SHORT TASK: Reproduce the material below, swapping every occurrence of "thickest part" for "widest part" and leaving all other text unchanged.

— begin —

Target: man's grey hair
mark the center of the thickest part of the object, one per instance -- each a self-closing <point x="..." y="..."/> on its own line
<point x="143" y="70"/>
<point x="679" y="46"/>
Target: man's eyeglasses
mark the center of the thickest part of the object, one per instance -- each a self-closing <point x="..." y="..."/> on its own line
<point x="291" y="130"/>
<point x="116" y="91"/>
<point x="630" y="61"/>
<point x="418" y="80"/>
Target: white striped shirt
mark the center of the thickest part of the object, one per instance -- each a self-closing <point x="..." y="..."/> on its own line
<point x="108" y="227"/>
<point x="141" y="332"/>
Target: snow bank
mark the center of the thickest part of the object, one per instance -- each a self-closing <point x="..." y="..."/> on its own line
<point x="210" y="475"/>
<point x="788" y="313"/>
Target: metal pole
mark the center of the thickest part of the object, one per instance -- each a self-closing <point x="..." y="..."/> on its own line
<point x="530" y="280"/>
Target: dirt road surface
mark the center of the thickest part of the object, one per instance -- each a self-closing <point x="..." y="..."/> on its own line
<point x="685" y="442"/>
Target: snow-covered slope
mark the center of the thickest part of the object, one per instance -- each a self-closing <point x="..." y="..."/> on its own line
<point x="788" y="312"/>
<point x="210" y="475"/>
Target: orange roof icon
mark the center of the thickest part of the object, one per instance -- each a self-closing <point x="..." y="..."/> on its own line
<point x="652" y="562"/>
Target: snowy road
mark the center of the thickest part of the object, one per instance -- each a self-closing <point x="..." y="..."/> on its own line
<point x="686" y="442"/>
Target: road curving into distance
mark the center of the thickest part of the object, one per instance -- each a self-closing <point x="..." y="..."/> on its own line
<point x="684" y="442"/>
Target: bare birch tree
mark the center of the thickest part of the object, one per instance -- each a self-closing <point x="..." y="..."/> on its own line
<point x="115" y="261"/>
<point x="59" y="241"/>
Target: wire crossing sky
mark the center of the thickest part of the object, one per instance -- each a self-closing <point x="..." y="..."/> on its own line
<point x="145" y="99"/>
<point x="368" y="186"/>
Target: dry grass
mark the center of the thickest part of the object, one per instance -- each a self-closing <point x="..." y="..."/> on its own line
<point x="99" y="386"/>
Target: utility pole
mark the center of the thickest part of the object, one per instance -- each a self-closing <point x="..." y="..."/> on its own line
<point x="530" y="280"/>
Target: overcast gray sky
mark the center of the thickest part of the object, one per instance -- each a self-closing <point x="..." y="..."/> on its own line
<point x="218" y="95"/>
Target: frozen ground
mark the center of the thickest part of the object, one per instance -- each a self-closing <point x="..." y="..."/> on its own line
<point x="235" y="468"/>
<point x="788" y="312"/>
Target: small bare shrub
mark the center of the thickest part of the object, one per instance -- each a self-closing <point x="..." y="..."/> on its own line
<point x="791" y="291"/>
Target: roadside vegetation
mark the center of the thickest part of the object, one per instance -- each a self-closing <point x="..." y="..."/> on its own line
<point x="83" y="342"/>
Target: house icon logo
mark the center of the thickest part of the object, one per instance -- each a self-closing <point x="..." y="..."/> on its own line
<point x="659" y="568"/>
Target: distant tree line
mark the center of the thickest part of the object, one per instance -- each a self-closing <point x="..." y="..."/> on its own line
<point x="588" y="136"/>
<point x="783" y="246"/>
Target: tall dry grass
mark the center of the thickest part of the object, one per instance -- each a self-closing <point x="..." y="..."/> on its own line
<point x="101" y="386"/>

— end —

ANSWER FOR THIS EXERCISE:
Target: man's grey hair
mark the center of the widest part of the object, one per instance -- each a self-closing <point x="..." y="..."/> on its own line
<point x="143" y="70"/>
<point x="679" y="46"/>
Target: man's eyeglasses
mark the center of the widest part of the object, one per instance -- each a self-closing <point x="..." y="..."/> on its own line
<point x="291" y="130"/>
<point x="116" y="91"/>
<point x="630" y="61"/>
<point x="418" y="80"/>
Target: white striped shirt
mark the center of the widest part of the object, one per instance -- each a self-closing <point x="..." y="..."/> on its own line
<point x="108" y="227"/>
<point x="141" y="332"/>
Target: snow bank
mark the center of the widest part of the object, one per instance -- each a self-closing <point x="..." y="..."/> on its own line
<point x="210" y="475"/>
<point x="788" y="313"/>
Target: metal pole
mark the center of the widest part of the object, one per instance -- each a self-closing <point x="..." y="..."/> on its own line
<point x="530" y="280"/>
Target: dirt road surface
mark the center of the widest part of the object, one per instance -- each a self-closing <point x="..." y="..."/> on its own line
<point x="685" y="442"/>
Target: snow-covered slope
mark the center of the widest part of the object, one per instance -- each a self-closing <point x="..." y="..."/> on its own line
<point x="788" y="312"/>
<point x="210" y="475"/>
Target: orange roof icon
mark the center of the widest part of the object, one per instance -- each a self-closing <point x="..." y="..."/> on its own line
<point x="652" y="562"/>
Target: snowy road
mark the center of the widest part of the object, one per instance -- each a self-closing <point x="..." y="..."/> on its own line
<point x="686" y="442"/>
Target: road curving into distance
mark the center of the widest part of the object, one per instance -- each a self-closing <point x="..." y="..."/> on its own line
<point x="684" y="442"/>
Target: bare birch tree
mark the center of the widest part of the object, one per instance -- each a self-closing <point x="..." y="..."/> on its own line
<point x="115" y="261"/>
<point x="59" y="241"/>
Target: wire crossing sky
mark the center of the widest part of the object, one per instance -- each a self-closing <point x="..." y="..."/> on its own line
<point x="145" y="99"/>
<point x="368" y="186"/>
Target: dry grass
mark the center of the widest part of the object, one per instance -- each a self-closing <point x="..." y="..."/> on its own line
<point x="99" y="386"/>
Target: utility pole
mark the center of the widest part of the object, one per instance -- each a self-closing <point x="..." y="..."/> on its own line
<point x="530" y="280"/>
Target: overcast gray sky
mark the center of the widest part of the object, one per instance -- each a self-closing <point x="..." y="..."/> on its own line
<point x="218" y="95"/>
Target: frozen ground
mark the center of the widest part of the object, one per instance -- each a self-closing <point x="..." y="..."/> on its own line
<point x="235" y="468"/>
<point x="788" y="312"/>
Target: small bare shrub
mark the center of the widest part of the object, one per instance -- each a self-closing <point x="..." y="..."/> on its own line
<point x="791" y="291"/>
Target: roadside vegetation
mark the center of the widest part of the object, one per instance -- each a self-closing <point x="..." y="..."/> on its own line
<point x="83" y="342"/>
Target: house icon logo
mark the center of the widest part of the object, one per instance -- each a self-closing <point x="..." y="..."/> on its own line
<point x="659" y="568"/>
Target: distant tree line
mark the center of the widest part of the object, one per instance -- each a self-closing <point x="..." y="..."/> on its own line
<point x="588" y="136"/>
<point x="783" y="246"/>
Target: tall dry grass
mark the center of the widest part of the object, one per instance -- each a self-closing <point x="..." y="..."/> on its own line
<point x="101" y="386"/>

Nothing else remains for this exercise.